*INSTRUCTION*.
Return the listing below line for line, unchanged.

Data records:
-=-=-=-=-
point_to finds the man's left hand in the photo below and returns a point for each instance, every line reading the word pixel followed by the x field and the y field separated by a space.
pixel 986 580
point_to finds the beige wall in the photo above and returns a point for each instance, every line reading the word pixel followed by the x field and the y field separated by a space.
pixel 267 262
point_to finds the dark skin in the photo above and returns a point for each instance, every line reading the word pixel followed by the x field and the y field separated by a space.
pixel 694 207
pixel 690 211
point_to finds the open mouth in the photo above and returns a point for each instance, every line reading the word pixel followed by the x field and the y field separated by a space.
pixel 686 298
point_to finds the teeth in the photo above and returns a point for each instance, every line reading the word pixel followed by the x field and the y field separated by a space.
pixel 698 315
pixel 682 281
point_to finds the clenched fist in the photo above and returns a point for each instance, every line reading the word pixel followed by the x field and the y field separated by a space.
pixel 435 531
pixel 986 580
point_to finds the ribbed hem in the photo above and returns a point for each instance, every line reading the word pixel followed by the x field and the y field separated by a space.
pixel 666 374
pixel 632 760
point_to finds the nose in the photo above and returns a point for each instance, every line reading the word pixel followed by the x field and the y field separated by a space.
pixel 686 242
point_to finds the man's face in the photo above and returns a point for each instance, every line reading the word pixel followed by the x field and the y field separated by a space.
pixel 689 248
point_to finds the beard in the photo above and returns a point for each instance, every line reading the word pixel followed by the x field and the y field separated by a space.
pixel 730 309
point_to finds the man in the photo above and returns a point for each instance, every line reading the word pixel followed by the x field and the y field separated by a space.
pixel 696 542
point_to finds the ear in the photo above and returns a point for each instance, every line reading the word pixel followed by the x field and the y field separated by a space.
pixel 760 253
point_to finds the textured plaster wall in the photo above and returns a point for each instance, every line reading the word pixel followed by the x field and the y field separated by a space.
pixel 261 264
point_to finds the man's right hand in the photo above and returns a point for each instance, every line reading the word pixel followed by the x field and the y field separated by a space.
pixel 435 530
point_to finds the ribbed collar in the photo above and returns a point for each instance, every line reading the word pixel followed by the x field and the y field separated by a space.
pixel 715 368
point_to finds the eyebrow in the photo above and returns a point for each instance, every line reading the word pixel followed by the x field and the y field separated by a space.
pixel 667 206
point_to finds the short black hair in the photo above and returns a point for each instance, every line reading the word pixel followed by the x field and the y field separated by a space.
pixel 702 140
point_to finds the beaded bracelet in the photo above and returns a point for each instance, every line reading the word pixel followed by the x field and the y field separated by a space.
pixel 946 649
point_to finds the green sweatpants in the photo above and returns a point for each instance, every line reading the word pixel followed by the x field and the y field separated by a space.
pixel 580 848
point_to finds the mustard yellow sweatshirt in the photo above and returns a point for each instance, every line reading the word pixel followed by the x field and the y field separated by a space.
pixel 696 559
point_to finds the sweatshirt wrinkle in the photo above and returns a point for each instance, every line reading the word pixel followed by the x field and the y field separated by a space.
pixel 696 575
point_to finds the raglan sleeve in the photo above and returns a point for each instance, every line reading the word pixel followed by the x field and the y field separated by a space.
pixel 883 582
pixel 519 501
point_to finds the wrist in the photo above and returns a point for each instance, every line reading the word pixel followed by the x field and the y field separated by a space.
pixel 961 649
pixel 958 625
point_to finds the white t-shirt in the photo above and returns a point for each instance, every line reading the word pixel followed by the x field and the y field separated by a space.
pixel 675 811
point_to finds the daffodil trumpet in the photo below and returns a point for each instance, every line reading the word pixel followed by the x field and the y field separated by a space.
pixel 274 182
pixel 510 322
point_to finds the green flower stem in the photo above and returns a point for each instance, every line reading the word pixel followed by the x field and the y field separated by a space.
-=-=-=-=-
*OUTPUT OF THE TASK*.
point_to finds the man's left hand in the photo below and returns a point for each instance, every line reading the word pixel followed by the x field and the y field separated by a space.
pixel 986 580
point_to finds the beige wall in the photo above and returns a point for each instance, every line reading the word pixel followed by the x field and the y field separated by a space.
pixel 267 262
point_to finds the dark skin in the photo above and returns a point for each instance, every line reading the word pixel followed by the x field and the y field separated by a space.
pixel 694 207
pixel 690 211
point_to finds the open mouth in the photo above and returns a point for each instance, every line reading the word pixel followed by the x field and the y field separated by a space.
pixel 686 298
point_to finds the teeth in the photo above and returns a point for each instance, every line reading the word pixel followed by the x field and the y field separated by a space.
pixel 698 315
pixel 682 281
point_to finds the clenched fist in the photo above and returns a point for each instance, every line reading the word pixel followed by the x field and the y field separated by a space.
pixel 435 531
pixel 986 580
point_to finds the ribbed hem in the photo above and returns a point for each instance, every line reading the word pixel followed by the x field and the y field separated by a space.
pixel 666 374
pixel 632 760
point_to finds the nose in the photo above and returns a point for each instance, every line reading the word pixel followed by the x field and the y field separated by a space.
pixel 686 242
point_to finds the man's face in the photo above and returns a point for each instance, every line reading the word pixel followed by the x field and the y field separated by a space.
pixel 689 248
point_to finds the beard in the photo above and returns a point for each instance, every line reading the word pixel followed by the x field and the y field separated by a space.
pixel 730 309
point_to finds the man in the photo above and returns a point for each instance, every line reading the word pixel followed by the x field and the y field separated by a space.
pixel 696 542
point_to finds the ear in the photo above and returns a point for each instance, every line reading the word pixel followed by the x field and the y field separated by a space.
pixel 760 253
point_to finds the textured plaster wall in the photo above and returns a point for each instance, every line reading the word pixel followed by the x field and the y field separated by a space.
pixel 261 264
point_to finds the man's right hand in the photo above and returns a point for each instance, every line reading the word pixel followed by the x field and the y field separated by a space.
pixel 435 530
point_to finds the ribbed collar in the photo above and returns a point for each instance, every line reading the word pixel followed by the x field and the y field separated by a space.
pixel 715 368
point_to finds the eyebrow in the photo above and returns a point for each instance, every line reading the word pixel followed by the x field and the y field separated by a space.
pixel 667 206
point_to finds the short black hair in the photo above and returns a point for each instance, every line reading the word pixel followed by the x field and the y field separated by a space.
pixel 702 140
point_to finds the beaded bracelet in the photo above and returns a point for each instance, every line reading the word pixel followed by the x field and the y field separated by a space.
pixel 946 649
point_to finds the green sweatpants in the photo above and returns a point for each instance, every line reading the word pixel followed by the x field and the y field separated by a space.
pixel 580 848
point_to finds the mustard yellow sweatshirt in the photo above and returns a point for each instance, every line reading the word pixel followed by the x field and the y field separated by a space.
pixel 696 559
point_to finds the sweatshirt wrinkle in the photo above and returns a point for each instance, every line reading the word pixel followed by the x field and the y field separated by a space.
pixel 696 575
point_to finds the raglan sleeve in the photo above and returns a point for each instance, every line reading the word pixel followed by the x field and the y field separated by a space.
pixel 883 582
pixel 519 501
point_to finds the wrist in the photo above and returns a point for each instance, every line reading the word pixel followed by the x field and the y field separated by a space.
pixel 961 649
pixel 958 625
point_to finds the white t-shirt in the photo above and returns a point for each instance, every line reading the word pixel followed by the x field and the y field separated by a space.
pixel 675 811
point_to finds the daffodil trumpet in the photo below and returns a point for each instance, every line reading the word pixel followed by the x field and the y field separated by a space.
pixel 274 182
pixel 510 322
point_to finds the green flower stem in the photo above and returns a point for each instance, every line reading the word pixel followed by the x field and the y field separated by a space.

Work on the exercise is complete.